— Begin Entries provided —

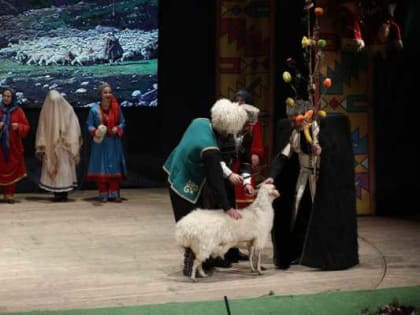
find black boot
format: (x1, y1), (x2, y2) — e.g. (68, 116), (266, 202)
(182, 248), (195, 277)
(53, 191), (68, 202)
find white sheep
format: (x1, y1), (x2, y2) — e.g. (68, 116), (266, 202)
(175, 184), (280, 281)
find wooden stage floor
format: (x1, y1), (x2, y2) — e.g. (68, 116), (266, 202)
(0, 188), (420, 313)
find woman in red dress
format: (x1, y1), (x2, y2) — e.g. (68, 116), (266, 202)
(0, 88), (29, 203)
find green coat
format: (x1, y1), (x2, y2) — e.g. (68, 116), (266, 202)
(163, 118), (219, 204)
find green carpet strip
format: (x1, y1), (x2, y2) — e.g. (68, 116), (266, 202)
(4, 284), (420, 315)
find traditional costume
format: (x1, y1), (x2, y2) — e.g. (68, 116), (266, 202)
(0, 89), (29, 203)
(270, 106), (359, 270)
(86, 96), (127, 201)
(231, 90), (264, 209)
(35, 90), (82, 201)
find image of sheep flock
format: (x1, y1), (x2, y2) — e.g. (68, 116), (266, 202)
(0, 0), (159, 107)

— End Entries provided —

## Exercise requirements
Format every line of the material above as a JSON list of strings, one string per line, omitting blank lines and the pictures.

## Exercise answer
[
  "find black boot",
  "format: (x1, y1), (x2, y2) — e.g. (68, 116), (266, 202)",
  "(182, 248), (195, 277)",
  "(53, 191), (68, 202)",
  "find white sheep",
  "format: (x1, y1), (x2, y2) — e.g. (68, 116), (266, 202)",
  "(175, 184), (280, 281)",
  "find wooden stage floor",
  "format: (x1, y1), (x2, y2) — e.g. (68, 116), (266, 202)",
  "(0, 188), (420, 313)",
  "find woman in red dress",
  "format: (x1, y1), (x2, y2) — e.g. (68, 116), (266, 202)",
  "(0, 88), (29, 203)",
  "find green coat",
  "format: (x1, y1), (x2, y2) — e.g. (68, 116), (266, 202)",
  "(163, 118), (219, 204)",
  "find green carpet strip",
  "format: (x1, y1), (x2, y2) — e.g. (68, 116), (266, 202)",
  "(4, 284), (420, 315)",
  "find traditional costume",
  "format: (x1, y1), (x2, y2) — e.g. (68, 116), (266, 202)",
  "(0, 89), (29, 203)",
  "(270, 106), (359, 270)",
  "(86, 96), (127, 201)",
  "(231, 90), (264, 209)",
  "(35, 90), (82, 201)",
  "find image of sheep flock",
  "format: (x1, y1), (x2, y2) — e.g. (68, 116), (266, 202)",
  "(0, 0), (159, 107)"
]